WHAT YOU HAVE TO DO: Give the entries again, exactly as they stand.
-------- SOURCE DATA --------
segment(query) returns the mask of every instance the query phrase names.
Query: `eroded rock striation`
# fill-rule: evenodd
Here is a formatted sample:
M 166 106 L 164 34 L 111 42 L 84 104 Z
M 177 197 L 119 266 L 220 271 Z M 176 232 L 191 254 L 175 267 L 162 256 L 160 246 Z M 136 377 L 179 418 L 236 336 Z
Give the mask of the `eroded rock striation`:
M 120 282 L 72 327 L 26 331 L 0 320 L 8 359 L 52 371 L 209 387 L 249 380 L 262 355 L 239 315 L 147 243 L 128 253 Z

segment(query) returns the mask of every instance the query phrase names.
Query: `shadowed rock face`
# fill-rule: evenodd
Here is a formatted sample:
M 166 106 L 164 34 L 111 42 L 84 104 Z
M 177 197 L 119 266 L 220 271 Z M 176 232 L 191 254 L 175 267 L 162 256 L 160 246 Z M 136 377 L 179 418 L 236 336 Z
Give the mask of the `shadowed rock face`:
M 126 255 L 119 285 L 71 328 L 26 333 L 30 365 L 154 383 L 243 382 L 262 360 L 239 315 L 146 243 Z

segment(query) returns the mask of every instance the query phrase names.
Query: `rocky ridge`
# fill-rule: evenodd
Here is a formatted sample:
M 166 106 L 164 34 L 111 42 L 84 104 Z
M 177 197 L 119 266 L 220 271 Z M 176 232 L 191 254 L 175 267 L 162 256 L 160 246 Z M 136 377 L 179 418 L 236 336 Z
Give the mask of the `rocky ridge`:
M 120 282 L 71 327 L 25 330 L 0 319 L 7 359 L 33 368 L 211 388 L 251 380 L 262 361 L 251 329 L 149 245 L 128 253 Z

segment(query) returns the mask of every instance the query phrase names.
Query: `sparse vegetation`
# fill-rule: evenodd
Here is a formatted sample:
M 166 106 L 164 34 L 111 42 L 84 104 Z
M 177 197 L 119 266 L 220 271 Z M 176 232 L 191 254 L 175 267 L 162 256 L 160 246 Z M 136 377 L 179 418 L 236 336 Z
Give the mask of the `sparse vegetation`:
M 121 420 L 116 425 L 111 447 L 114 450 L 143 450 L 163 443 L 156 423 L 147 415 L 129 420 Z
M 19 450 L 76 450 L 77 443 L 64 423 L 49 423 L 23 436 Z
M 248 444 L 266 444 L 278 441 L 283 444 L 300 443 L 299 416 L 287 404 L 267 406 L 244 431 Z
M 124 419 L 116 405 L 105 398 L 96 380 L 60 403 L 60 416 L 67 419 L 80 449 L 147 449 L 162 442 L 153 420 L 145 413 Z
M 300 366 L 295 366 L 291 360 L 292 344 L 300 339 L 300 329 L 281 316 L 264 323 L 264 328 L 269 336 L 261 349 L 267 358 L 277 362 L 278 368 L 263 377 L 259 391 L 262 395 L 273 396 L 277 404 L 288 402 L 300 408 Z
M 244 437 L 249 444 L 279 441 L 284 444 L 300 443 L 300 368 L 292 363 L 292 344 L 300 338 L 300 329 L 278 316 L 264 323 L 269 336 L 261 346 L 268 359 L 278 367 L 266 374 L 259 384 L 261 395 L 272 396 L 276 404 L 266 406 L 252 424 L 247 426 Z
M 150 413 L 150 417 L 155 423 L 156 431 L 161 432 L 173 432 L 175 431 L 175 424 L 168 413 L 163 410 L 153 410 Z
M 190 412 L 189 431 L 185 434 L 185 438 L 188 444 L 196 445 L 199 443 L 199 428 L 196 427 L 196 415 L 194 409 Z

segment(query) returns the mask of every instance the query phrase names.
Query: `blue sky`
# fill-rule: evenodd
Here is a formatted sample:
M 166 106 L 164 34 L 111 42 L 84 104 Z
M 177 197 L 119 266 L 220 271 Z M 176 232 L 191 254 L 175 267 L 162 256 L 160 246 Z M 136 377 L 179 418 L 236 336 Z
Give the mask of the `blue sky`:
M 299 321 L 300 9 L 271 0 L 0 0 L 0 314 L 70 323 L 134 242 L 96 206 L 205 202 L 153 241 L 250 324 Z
--------
TASK SOLUTION:
segment(query) returns the mask of every instance the query phrase names.
Query: `eroded rock striation`
# fill-rule: evenodd
Here is a formatted sample:
M 166 106 L 164 34 L 111 42 L 84 104 Z
M 177 197 L 119 266 L 220 271 Z M 176 232 L 191 254 L 175 267 L 162 256 L 160 246 Z M 136 377 L 179 418 L 236 336 Z
Give the mask of the `eroded rock striation`:
M 120 282 L 72 327 L 26 331 L 0 320 L 8 359 L 52 371 L 209 387 L 249 380 L 262 355 L 239 315 L 147 243 L 128 253 Z

segment(query) returns the mask of every instance the query phrase names.
Query: `shadowed rock face`
# fill-rule: evenodd
Here is a formatted sample:
M 166 106 L 164 34 L 111 42 L 84 104 Z
M 177 197 L 119 266 L 220 271 Z M 176 232 L 191 254 L 175 267 L 162 256 L 160 246 Z M 136 377 L 179 418 L 236 336 Z
Give the mask of the `shadowed rock face`:
M 126 255 L 119 285 L 71 328 L 26 333 L 30 365 L 154 383 L 243 382 L 262 360 L 239 315 L 146 243 Z

segment(query) returns the mask of every instance the query phrase names.
Query: `rocky ridge`
# fill-rule: evenodd
Here is a formatted sample:
M 166 106 L 164 34 L 111 42 L 84 104 Z
M 177 197 L 119 266 L 220 271 Z M 176 232 L 191 254 L 175 267 L 162 256 L 160 246 Z M 136 377 L 179 418 L 236 336 Z
Give the mask of the `rocky ridge`:
M 120 282 L 71 327 L 25 330 L 0 319 L 7 359 L 33 368 L 211 388 L 251 380 L 262 361 L 251 329 L 149 245 L 128 253 Z

segment(query) returns the mask of every instance the query phrase names.
Query: `sparse vegetation`
# fill-rule: evenodd
Here is a formatted sample:
M 166 106 L 164 34 L 111 42 L 84 104 Z
M 177 197 L 119 266 L 220 271 Z M 176 232 L 191 254 L 175 267 L 162 256 L 160 246 Z M 136 377 L 179 418 L 236 336 Z
Give the mask of the `sparse vegetation`:
M 121 420 L 116 425 L 111 447 L 114 450 L 143 450 L 163 443 L 156 423 L 147 415 L 129 420 Z
M 19 450 L 76 450 L 77 443 L 64 423 L 49 423 L 23 436 Z
M 248 444 L 266 444 L 278 441 L 283 444 L 300 443 L 299 416 L 287 404 L 267 406 L 244 431 Z
M 124 419 L 116 405 L 105 398 L 96 380 L 60 403 L 60 416 L 67 419 L 80 449 L 147 449 L 162 442 L 153 420 L 145 413 Z
M 300 366 L 295 366 L 291 360 L 292 344 L 300 339 L 300 329 L 281 316 L 264 323 L 264 328 L 269 336 L 261 349 L 267 358 L 277 362 L 278 368 L 263 377 L 259 391 L 262 395 L 273 396 L 277 404 L 288 402 L 300 408 Z
M 244 437 L 249 444 L 279 441 L 284 444 L 300 443 L 300 368 L 292 363 L 292 344 L 300 338 L 300 329 L 278 316 L 264 323 L 269 336 L 261 346 L 268 359 L 278 367 L 266 374 L 259 384 L 261 395 L 272 396 L 276 404 L 266 406 L 252 424 L 247 426 Z
M 150 413 L 150 417 L 155 423 L 156 431 L 161 432 L 173 432 L 175 431 L 175 424 L 168 413 L 163 410 L 153 410 Z
M 190 412 L 189 431 L 185 434 L 185 438 L 188 444 L 196 445 L 199 443 L 199 428 L 196 427 L 196 415 L 194 409 Z

segment(query) returns the mask of every instance the query phrase names.
Query: `blue sky`
# fill-rule: evenodd
Here is a formatted sample:
M 166 106 L 164 34 L 111 42 L 84 104 Z
M 177 197 L 119 266 L 220 271 Z M 176 232 L 191 254 L 175 267 L 162 256 L 160 246 Z M 136 377 L 179 418 L 236 336 Z
Give the mask of the `blue sky`:
M 299 321 L 300 9 L 271 0 L 0 0 L 0 314 L 70 323 L 134 242 L 96 206 L 205 202 L 153 241 L 250 324 Z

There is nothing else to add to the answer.